• Brief:
Where the records below show the word "dirt" in a line, please copy that line.

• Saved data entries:
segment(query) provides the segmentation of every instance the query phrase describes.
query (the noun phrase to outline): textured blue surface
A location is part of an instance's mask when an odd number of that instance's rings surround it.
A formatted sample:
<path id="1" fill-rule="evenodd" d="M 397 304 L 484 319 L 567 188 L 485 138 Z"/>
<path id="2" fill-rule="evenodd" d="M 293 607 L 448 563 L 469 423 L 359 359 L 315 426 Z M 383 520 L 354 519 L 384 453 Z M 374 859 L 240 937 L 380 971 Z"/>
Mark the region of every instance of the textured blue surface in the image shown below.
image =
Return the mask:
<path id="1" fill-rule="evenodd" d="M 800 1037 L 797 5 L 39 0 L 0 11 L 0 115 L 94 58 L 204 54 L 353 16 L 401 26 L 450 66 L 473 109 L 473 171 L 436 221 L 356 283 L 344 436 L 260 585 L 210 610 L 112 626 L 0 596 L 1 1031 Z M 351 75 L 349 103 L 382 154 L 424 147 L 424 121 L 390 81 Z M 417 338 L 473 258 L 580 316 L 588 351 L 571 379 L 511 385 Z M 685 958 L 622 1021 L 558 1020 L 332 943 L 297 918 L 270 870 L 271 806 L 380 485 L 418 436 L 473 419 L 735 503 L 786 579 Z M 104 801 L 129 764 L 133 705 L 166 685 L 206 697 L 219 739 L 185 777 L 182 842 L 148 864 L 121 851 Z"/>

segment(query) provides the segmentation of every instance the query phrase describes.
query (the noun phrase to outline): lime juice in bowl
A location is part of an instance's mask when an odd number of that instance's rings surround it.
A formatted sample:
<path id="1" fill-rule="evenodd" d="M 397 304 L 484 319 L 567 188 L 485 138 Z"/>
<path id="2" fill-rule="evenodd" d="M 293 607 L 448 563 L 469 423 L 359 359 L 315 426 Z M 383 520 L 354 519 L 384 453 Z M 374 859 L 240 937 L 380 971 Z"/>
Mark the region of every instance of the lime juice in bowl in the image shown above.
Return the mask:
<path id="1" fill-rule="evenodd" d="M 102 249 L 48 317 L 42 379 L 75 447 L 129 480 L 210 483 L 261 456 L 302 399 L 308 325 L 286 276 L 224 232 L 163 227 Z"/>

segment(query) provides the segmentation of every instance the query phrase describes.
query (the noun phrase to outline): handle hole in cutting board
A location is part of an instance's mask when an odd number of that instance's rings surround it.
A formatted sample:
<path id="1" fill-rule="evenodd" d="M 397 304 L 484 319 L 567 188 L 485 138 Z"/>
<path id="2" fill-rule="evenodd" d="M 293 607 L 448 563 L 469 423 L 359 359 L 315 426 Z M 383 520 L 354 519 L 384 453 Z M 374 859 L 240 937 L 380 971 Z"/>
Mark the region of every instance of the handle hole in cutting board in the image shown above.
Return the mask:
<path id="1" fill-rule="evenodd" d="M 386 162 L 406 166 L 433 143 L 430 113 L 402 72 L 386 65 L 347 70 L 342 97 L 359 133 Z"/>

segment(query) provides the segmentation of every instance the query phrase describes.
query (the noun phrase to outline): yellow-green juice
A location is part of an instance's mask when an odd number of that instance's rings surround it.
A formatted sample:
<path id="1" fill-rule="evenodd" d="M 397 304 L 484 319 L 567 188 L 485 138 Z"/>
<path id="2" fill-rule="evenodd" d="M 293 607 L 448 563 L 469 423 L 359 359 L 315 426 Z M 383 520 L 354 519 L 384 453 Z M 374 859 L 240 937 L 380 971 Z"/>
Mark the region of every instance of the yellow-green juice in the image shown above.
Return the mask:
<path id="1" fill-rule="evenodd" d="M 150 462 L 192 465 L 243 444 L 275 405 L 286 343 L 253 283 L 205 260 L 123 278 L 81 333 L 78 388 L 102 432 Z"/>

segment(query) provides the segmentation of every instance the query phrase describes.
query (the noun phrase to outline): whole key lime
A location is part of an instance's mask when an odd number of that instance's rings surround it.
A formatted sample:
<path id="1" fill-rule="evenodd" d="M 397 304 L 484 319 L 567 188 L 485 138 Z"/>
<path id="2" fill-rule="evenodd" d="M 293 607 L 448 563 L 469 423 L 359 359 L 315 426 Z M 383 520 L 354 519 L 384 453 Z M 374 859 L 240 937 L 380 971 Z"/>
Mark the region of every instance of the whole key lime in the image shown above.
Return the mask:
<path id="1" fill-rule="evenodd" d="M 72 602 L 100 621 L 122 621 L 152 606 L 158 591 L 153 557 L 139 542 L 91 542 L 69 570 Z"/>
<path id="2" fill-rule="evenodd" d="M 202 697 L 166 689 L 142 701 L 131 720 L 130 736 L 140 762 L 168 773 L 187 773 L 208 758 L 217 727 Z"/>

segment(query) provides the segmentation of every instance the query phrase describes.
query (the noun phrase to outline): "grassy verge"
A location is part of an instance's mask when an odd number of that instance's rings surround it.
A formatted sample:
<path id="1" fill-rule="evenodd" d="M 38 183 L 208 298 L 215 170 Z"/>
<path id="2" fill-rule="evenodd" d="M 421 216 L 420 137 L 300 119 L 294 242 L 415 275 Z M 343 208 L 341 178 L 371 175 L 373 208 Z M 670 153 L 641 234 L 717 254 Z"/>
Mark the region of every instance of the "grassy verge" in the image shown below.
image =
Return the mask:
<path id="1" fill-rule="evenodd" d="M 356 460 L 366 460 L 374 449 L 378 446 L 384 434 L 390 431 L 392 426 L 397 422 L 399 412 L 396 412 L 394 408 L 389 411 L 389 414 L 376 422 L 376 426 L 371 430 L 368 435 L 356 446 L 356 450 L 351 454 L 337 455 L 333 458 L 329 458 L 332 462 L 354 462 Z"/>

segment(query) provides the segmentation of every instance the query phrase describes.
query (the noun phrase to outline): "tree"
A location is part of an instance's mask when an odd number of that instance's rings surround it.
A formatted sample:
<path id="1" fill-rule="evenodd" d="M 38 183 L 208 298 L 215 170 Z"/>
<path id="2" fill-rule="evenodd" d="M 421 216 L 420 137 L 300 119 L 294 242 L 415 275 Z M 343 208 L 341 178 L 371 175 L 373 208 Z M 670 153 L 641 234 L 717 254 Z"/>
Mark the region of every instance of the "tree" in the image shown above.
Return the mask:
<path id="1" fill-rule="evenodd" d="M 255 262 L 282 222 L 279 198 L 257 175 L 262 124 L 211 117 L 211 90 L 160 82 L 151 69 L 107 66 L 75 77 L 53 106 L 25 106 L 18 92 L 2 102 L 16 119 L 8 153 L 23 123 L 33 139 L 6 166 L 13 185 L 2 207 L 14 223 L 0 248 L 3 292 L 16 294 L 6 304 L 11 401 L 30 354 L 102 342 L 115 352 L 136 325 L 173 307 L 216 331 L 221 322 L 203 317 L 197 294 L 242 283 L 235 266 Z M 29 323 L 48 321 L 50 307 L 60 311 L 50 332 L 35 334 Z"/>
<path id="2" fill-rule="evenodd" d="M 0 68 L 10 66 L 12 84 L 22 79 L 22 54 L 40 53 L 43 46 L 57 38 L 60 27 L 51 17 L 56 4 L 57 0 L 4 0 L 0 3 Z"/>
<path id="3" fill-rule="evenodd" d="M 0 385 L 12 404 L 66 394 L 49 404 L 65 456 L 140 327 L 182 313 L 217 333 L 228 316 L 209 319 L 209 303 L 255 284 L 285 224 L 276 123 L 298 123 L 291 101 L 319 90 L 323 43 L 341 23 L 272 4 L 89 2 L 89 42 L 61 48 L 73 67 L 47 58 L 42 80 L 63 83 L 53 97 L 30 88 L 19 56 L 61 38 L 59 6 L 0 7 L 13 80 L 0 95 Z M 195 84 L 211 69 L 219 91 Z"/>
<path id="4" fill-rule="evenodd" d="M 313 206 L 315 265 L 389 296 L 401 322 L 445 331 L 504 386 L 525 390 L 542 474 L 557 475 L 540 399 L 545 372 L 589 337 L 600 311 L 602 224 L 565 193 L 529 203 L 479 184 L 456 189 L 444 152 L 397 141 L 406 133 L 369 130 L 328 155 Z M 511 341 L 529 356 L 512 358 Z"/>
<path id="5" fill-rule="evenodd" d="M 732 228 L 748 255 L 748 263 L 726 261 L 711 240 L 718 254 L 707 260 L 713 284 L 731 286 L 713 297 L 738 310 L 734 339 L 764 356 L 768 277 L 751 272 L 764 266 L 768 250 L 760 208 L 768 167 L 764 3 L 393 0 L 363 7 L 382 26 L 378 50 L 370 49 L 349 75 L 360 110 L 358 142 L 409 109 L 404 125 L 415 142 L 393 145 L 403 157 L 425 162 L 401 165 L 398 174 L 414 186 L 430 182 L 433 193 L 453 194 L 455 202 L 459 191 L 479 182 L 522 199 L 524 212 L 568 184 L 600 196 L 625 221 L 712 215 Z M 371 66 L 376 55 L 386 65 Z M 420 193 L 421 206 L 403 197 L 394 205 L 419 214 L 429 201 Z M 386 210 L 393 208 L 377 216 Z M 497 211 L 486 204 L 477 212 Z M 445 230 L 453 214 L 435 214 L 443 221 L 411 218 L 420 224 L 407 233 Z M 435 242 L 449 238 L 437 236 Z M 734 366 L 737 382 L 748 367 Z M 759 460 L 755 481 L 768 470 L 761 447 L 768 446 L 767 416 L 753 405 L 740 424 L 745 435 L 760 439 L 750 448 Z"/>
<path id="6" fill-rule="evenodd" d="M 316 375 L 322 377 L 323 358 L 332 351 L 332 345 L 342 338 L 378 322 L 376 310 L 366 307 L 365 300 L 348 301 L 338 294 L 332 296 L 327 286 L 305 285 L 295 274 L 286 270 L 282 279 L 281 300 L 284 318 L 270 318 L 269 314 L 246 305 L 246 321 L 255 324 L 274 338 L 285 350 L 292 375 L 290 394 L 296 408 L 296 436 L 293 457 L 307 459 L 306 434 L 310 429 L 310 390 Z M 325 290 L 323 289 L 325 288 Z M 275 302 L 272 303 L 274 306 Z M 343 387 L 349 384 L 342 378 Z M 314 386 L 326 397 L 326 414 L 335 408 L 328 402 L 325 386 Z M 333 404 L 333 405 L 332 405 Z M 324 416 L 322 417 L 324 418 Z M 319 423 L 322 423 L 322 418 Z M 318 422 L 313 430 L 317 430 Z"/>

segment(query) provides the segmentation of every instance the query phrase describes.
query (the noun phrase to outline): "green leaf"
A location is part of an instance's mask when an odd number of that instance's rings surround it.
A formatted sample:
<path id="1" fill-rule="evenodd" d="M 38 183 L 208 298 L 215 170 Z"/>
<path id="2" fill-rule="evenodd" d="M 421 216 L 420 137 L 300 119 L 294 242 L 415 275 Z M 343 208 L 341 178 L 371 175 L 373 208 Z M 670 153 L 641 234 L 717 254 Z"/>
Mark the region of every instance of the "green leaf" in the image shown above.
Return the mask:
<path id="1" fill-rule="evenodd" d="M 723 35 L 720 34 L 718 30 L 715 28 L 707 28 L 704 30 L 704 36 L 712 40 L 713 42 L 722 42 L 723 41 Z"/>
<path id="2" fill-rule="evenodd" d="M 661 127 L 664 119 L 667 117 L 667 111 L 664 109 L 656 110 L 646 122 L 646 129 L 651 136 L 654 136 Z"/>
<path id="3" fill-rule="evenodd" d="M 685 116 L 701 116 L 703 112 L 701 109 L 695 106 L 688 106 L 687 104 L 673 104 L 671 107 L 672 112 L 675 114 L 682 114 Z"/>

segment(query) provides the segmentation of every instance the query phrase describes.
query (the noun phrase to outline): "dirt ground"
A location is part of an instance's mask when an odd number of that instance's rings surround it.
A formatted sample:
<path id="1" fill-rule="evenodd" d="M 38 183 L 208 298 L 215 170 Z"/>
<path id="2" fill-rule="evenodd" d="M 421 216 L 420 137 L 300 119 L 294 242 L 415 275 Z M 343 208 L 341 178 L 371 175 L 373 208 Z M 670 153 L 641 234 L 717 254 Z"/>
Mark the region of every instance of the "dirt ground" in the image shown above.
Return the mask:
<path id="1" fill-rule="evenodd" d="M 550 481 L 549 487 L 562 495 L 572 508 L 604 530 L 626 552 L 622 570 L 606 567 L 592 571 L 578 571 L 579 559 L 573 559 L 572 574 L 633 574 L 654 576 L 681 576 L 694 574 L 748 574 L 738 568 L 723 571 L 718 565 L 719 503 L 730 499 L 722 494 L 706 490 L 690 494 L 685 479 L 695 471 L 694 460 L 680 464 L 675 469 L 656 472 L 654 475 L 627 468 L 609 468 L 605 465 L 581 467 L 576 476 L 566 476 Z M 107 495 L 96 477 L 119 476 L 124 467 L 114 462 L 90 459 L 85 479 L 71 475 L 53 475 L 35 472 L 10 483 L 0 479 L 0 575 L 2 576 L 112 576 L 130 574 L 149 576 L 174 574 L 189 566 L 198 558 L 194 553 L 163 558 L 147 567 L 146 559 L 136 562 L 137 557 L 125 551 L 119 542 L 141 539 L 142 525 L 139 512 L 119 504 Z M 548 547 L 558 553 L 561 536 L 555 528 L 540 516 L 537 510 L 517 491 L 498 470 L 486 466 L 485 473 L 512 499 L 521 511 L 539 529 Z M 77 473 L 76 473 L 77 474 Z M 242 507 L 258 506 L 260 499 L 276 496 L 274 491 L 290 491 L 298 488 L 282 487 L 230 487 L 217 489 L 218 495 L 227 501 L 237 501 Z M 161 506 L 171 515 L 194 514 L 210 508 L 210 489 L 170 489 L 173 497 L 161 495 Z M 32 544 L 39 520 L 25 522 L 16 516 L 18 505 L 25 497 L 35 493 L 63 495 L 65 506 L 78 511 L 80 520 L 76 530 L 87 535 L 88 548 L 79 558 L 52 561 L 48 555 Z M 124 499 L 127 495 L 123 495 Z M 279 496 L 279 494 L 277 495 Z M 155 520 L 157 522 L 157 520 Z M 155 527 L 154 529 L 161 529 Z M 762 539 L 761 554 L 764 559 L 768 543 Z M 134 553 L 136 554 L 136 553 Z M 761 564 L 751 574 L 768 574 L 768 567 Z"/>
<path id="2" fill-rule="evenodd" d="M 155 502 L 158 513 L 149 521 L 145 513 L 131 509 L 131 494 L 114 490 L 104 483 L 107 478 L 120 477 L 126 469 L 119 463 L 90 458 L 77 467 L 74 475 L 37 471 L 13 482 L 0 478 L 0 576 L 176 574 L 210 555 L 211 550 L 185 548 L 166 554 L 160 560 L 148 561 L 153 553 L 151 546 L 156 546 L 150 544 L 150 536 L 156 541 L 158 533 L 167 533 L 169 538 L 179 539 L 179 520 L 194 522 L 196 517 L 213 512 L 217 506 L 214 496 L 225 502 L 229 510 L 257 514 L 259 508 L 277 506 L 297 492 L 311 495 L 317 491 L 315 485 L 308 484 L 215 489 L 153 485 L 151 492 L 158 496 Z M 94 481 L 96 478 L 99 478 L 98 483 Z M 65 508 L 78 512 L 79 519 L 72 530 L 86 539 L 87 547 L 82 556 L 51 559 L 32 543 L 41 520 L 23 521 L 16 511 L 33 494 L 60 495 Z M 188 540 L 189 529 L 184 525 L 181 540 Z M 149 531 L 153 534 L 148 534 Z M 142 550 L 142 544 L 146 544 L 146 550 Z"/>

• Completed exercise:
query (the noun phrase to outline): "dirt ground"
Mark the region of every instance of the "dirt ground" in the image shown above.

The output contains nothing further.